** Task directions **
Continue the post on enterprise search below, starting after its last sentence.

** Selected text **

* BEGIN *

Enterprise Search: Is It Really a Loser?

November 5, 2014

I read “Enterprise Search: Despite Benefits, Few Organizations Use Enterprise Search.” The headline caught my attention. In my experience, most organizations have information access systems. Let me give you several recent examples:

  • US government agency. This agency licenses technology from a start up called Red Owl Analytics. That system automatically gathers and makes available information pertinent to the licensing agency. One of the options available to the licensee is to process information that is available within the agency. The system generates outputs and there are functions that allow a user to look for information. I am reasonably confident that the phrase “enterprise search” would not be applied to this company’s information access system. Because Red Owl fits into a process for solving a business problem, the notion of “enterprise search” would be inappropriate.
  • Small accounting firm. This company uses Microsoft Windows 7. The six person staff uses a “workgroup” method that is easy to set up and maintain. The Windows 7 user can browse the drives to which access has been granted by the part time system administrator. When a person needs to locate a document, the built in search function is used. The solution is good enough. I know that when Windows-centric, third party solutions were made known to the owner, the response was, “Windows 7 search is good enough.”
  • Large health care company with dozens of operating units. The company has been working to integrate certain key systems. The largest on-going project is deploying a electronic health care system. Each of the units has legacy search technology. The most popular search systems are those built into applications used every day. Database access is provided by these applications. One unit experimented with a Google Appliance and found that it was useful to the marketing department. Another unit has a RedDot content management system and has an Autonomy stub. The company has no plans, as I understand it, to make federated enterprise search a priority. There is no single reason. Other projects have higher priority and include a search function.

* END *

** Supplied material **

* BEGIN *

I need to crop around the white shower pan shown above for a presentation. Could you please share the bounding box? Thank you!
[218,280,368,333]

* END *

** Task response **
If my experience is representative (and I am not suggesting what I have encountered is what you will encounter), enterprise search is a tough sell. When I read this snippet, I was a bit surprised:

Enterprise search tools are expected to improve and that may improve uptake of the technology.  Steven Nicolaou, Principal Consultant at Microsoft, commented that “enterprise search products will become increasingly and more deeply integrated with existing platforms, allowing more types of content to be searchable and in more meaningful ways. It will also become increasingly commoditized, making it less of a dark art and more of a platform for discovery and analysis.”

What this means is that the company that provides “good enough” search baked into an operating system (think Windows) or an application (think about the search function in an electronic health record), there will be little room for a third party to land a deal in most cases.

The focus in enterprise search has been off the mark for many years. In fact, today’s vendors are recycling the benefits and features hawked 30 years ago. I posted a series of enterprise search vendor profiles at www.xenky.com/vendor-profiles. If you work through that information, you will find that the marketing approaches today are little more than demonstrations of recycling.

The opportunity in information access has shifted. The companies making sales and delivering solid utility to licensees are NOT the companies that beat the drum for customer support, indexing, and federated search.

The future belongs to information access systems that fit into mission critical business processes. Until the enterprise search vendors embrace a more innovative approach to information access, their future looks a bit cloudy.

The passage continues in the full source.